▶ [Input for this task]:
------------
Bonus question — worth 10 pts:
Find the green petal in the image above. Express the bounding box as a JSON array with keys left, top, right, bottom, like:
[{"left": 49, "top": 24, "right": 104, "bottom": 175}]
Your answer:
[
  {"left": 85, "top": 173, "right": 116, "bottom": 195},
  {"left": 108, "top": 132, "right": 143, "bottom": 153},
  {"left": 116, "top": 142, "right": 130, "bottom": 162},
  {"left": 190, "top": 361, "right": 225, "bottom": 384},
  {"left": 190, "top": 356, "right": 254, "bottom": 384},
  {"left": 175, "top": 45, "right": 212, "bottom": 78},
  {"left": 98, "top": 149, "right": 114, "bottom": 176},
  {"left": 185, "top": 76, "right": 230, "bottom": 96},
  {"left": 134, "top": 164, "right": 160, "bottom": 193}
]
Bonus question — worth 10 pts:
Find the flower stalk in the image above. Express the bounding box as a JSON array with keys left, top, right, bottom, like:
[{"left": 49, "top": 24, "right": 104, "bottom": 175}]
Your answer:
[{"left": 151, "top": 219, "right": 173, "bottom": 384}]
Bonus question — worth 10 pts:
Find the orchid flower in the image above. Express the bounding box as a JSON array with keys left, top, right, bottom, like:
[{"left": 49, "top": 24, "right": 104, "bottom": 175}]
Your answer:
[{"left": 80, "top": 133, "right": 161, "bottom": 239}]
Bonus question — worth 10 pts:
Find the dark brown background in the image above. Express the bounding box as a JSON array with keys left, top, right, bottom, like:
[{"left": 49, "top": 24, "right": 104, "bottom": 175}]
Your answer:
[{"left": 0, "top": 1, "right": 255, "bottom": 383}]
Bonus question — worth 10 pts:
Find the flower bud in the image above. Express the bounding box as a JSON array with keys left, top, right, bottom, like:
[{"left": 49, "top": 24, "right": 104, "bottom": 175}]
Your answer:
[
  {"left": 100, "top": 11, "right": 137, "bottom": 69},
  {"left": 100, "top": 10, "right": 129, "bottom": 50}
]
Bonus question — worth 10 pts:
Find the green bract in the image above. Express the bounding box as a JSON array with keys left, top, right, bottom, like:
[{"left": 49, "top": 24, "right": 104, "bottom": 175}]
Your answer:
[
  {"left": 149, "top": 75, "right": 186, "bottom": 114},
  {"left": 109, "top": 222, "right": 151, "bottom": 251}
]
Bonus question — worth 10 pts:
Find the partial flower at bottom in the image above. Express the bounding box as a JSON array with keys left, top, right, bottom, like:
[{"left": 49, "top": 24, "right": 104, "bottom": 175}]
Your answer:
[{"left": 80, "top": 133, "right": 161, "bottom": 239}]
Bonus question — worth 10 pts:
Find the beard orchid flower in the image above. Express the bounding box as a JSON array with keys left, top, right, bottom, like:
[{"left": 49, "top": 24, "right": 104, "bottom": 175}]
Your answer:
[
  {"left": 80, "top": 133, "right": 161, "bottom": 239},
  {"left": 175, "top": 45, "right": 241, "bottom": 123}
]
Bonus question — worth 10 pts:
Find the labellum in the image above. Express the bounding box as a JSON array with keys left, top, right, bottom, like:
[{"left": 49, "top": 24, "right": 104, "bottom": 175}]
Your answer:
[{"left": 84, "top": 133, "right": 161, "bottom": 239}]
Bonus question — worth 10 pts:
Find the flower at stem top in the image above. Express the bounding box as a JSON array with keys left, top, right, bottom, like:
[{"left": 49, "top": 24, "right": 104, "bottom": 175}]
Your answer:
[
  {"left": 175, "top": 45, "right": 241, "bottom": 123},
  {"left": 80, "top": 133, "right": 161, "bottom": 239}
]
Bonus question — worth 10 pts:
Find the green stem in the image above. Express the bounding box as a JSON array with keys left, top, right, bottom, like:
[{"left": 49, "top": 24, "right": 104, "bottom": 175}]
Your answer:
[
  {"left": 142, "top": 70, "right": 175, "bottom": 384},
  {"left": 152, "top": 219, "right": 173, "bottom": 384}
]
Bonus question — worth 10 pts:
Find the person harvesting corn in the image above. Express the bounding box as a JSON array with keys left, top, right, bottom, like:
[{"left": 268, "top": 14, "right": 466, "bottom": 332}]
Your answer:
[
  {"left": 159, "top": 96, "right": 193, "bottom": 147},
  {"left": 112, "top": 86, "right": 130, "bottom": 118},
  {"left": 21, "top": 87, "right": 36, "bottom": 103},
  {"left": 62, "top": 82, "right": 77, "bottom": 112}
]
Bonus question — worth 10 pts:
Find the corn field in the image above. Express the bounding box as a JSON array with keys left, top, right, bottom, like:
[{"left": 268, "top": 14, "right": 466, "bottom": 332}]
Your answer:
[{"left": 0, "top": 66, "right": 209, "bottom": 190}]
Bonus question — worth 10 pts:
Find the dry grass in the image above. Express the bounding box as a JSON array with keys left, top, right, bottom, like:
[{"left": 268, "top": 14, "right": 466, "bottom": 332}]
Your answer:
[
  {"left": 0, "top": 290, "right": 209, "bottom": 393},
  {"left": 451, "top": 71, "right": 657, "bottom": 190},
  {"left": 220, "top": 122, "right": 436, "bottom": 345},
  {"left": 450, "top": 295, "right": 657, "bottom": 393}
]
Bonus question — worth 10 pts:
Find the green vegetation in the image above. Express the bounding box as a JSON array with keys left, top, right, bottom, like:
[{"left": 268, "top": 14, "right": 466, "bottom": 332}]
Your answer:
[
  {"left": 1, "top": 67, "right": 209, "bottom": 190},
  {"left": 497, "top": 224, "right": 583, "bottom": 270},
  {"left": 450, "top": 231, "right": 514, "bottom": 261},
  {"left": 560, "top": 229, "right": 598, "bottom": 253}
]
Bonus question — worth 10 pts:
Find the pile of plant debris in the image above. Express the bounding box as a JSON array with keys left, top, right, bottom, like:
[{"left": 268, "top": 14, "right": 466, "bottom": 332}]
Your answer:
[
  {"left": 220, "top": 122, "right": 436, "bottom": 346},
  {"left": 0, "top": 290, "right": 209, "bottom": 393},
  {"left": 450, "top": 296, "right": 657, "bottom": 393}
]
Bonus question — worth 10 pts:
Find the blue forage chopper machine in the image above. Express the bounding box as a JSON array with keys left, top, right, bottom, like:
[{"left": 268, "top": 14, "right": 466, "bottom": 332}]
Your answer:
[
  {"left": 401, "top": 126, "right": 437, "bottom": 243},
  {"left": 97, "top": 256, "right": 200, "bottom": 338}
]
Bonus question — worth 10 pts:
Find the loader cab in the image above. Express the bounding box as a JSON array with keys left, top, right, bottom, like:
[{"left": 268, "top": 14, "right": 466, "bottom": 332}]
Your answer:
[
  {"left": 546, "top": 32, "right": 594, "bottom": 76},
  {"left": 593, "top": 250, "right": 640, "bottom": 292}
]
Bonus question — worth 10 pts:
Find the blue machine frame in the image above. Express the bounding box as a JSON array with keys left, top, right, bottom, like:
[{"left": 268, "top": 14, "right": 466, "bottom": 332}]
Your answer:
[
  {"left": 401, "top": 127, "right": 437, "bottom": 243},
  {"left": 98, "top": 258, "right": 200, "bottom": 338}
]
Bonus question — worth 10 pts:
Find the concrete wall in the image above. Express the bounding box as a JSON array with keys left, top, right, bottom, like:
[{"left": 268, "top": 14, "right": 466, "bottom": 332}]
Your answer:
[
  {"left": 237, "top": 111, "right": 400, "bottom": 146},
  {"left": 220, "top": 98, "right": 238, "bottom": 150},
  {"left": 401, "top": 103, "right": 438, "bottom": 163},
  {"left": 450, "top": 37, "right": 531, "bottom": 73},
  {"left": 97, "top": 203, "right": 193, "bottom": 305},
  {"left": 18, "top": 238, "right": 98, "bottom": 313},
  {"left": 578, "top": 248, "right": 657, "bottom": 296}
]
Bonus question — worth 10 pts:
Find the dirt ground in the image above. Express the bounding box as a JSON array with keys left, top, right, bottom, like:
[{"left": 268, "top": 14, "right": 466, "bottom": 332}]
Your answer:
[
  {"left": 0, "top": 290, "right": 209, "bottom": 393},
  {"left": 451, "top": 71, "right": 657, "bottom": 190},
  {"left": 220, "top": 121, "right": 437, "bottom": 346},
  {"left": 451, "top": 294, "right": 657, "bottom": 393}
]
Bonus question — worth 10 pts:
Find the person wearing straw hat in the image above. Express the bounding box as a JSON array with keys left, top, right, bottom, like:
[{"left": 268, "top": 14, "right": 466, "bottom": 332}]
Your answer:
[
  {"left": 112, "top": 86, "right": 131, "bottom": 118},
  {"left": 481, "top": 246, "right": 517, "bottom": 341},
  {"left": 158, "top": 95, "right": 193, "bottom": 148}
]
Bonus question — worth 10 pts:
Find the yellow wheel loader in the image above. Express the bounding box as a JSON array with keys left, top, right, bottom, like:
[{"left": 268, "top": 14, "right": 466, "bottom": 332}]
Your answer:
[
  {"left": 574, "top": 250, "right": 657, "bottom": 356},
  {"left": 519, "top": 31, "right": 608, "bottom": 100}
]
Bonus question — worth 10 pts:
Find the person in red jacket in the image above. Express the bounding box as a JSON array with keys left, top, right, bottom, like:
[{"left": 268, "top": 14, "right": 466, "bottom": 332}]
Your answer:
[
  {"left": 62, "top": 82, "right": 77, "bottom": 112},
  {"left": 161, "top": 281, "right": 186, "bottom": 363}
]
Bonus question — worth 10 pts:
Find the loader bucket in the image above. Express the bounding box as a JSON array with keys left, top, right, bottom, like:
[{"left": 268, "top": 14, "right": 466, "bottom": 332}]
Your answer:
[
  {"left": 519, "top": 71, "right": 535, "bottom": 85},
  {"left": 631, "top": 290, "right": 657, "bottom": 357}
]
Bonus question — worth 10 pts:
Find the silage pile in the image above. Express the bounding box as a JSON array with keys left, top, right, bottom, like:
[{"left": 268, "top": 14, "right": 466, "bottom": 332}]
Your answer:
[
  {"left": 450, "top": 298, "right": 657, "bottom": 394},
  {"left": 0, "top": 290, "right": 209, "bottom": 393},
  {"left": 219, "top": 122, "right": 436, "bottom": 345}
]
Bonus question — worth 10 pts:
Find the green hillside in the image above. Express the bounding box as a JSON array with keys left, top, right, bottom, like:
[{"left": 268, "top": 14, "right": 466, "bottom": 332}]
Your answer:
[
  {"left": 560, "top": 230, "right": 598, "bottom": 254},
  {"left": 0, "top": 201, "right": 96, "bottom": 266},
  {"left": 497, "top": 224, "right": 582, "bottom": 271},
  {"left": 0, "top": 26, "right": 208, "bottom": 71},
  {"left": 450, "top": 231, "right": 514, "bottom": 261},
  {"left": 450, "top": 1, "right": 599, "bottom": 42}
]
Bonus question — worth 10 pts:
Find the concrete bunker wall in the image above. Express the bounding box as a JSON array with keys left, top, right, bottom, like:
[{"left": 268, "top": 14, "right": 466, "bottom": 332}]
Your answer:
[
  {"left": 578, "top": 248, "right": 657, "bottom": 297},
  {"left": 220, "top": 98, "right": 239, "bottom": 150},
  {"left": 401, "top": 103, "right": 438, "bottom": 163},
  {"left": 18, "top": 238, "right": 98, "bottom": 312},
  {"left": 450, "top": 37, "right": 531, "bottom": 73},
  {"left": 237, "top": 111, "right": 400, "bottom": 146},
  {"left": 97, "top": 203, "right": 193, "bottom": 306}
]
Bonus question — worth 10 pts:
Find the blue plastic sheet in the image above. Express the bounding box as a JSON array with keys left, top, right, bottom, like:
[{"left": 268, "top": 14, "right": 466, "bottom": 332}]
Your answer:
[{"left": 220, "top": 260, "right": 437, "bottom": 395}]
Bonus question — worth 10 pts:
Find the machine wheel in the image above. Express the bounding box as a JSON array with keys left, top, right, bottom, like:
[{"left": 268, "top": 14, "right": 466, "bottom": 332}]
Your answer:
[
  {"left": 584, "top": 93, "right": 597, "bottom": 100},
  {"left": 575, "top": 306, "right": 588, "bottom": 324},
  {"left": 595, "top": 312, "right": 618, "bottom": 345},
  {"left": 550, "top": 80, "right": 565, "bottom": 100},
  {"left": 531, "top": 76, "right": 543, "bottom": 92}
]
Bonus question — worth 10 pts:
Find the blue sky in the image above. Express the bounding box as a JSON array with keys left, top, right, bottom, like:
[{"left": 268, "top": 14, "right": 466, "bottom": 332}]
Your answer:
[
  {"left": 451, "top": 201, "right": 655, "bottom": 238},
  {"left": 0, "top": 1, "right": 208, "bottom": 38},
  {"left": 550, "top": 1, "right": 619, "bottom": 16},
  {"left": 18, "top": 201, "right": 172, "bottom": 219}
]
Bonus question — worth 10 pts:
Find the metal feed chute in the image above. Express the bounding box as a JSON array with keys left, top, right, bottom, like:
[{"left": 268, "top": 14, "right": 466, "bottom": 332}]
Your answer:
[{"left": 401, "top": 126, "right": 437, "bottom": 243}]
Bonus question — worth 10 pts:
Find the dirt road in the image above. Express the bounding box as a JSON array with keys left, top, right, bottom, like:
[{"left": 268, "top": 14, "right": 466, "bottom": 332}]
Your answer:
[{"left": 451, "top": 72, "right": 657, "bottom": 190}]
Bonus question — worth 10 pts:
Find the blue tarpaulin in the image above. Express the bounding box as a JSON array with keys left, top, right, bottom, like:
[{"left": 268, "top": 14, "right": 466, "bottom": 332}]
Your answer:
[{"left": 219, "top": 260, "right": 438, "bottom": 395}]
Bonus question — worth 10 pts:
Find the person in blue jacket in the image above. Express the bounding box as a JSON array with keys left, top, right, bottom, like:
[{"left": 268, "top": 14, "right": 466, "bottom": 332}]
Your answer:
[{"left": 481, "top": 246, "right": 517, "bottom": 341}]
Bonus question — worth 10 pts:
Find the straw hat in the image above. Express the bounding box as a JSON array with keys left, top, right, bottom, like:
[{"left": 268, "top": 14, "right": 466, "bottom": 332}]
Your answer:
------------
▶ [Work required]: Copy exactly the lines that run from the first line of the data to the line containing "Find the orchid", please, with both ends included and nothing else.

▶ [Answer box]:
Bonus question — worth 10 pts:
Find the green petal in the image above. Express the bounding box as a JSON array with keys left, top, right, bottom, like:
[{"left": 49, "top": 24, "right": 104, "bottom": 175}]
Your answer:
[
  {"left": 85, "top": 173, "right": 116, "bottom": 195},
  {"left": 108, "top": 132, "right": 143, "bottom": 153},
  {"left": 116, "top": 142, "right": 130, "bottom": 162},
  {"left": 190, "top": 361, "right": 225, "bottom": 384},
  {"left": 190, "top": 356, "right": 254, "bottom": 384},
  {"left": 175, "top": 45, "right": 212, "bottom": 78},
  {"left": 98, "top": 149, "right": 114, "bottom": 176},
  {"left": 185, "top": 76, "right": 230, "bottom": 96},
  {"left": 134, "top": 164, "right": 160, "bottom": 193}
]
Bonus question — worth 10 pts:
Find the flower stalk in the image above. Express the bounding box as a JSON array with keys left, top, right, bottom, like:
[{"left": 49, "top": 24, "right": 104, "bottom": 175}]
Your answer:
[{"left": 151, "top": 219, "right": 173, "bottom": 384}]
Bonus question — worth 10 pts:
Find the orchid flower in the image above. Express the bounding box as a JSON array with keys left, top, right, bottom, like:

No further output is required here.